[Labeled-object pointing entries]
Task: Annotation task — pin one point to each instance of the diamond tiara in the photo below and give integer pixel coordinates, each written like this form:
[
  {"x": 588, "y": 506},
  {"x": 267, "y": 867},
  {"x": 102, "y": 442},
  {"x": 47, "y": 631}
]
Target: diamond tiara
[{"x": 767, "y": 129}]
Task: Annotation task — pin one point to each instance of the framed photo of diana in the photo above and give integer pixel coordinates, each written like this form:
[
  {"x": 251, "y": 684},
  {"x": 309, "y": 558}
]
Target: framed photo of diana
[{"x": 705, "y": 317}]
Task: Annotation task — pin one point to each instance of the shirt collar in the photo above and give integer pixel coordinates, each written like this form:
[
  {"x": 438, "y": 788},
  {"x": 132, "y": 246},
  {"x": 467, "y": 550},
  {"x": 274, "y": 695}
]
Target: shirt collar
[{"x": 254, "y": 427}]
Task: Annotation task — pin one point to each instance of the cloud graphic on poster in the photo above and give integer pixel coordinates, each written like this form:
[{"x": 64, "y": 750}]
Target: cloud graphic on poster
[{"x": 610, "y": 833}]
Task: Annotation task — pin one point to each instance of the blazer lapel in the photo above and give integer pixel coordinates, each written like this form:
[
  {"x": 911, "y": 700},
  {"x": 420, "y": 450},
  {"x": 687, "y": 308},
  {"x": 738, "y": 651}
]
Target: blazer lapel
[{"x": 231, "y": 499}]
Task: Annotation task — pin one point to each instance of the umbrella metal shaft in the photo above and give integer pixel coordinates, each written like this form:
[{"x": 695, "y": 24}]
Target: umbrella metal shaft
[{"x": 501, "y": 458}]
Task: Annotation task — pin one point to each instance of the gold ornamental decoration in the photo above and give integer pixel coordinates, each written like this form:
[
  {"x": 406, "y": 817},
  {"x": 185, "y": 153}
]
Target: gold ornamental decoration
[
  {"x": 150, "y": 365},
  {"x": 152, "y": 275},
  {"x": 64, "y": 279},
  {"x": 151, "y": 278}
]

▶ _Set exercise_:
Return every entry exactly as given.

▶ _Task result_:
Task: Annotation task — pin one point to each instance of the diamond tiara in the photo below and give integer pixel coordinates, each written like this form:
[
  {"x": 588, "y": 506},
  {"x": 267, "y": 867},
  {"x": 102, "y": 442},
  {"x": 47, "y": 631}
]
Target: diamond tiara
[{"x": 767, "y": 129}]
Task: Annotation task — pin one point to each instance of the framed photo of diana in the photo above and give integer pixel coordinates, each written like this form:
[
  {"x": 251, "y": 684},
  {"x": 309, "y": 558}
]
Target: framed photo of diana
[{"x": 705, "y": 317}]
Task: Annotation task — pin one point to each instance of the shirt collar in the photo above and give integer pixel coordinates, each written like this form:
[
  {"x": 438, "y": 788},
  {"x": 132, "y": 246},
  {"x": 467, "y": 550},
  {"x": 274, "y": 695}
]
Target: shirt collar
[{"x": 254, "y": 427}]
Task: Annotation task — pin one point to each instance of the cloud graphic on poster in the photo above and give integer pixel coordinates, each written like this form:
[{"x": 64, "y": 750}]
Target: cloud graphic on poster
[{"x": 610, "y": 833}]
Task: Annotation task — pin one point to each instance of the blazer lapel in the photo above and give integer pixel coordinates, each written like this form:
[
  {"x": 911, "y": 700},
  {"x": 420, "y": 450},
  {"x": 687, "y": 308},
  {"x": 738, "y": 651}
]
Target: blazer lapel
[{"x": 231, "y": 499}]
Task: Annotation task — pin one point to each instance of the umbrella metal shaft in the photo above and give integer pixel coordinates, each written like this form:
[{"x": 695, "y": 24}]
Target: umbrella metal shaft
[{"x": 501, "y": 458}]
Task: Annotation task — pin one point to each instance of the gold ornamental decoration in the photo above and give integer pixel coordinates, each written like this form:
[
  {"x": 406, "y": 817},
  {"x": 185, "y": 153}
]
Target: gold ornamental decoration
[
  {"x": 150, "y": 365},
  {"x": 152, "y": 275},
  {"x": 64, "y": 279},
  {"x": 151, "y": 278}
]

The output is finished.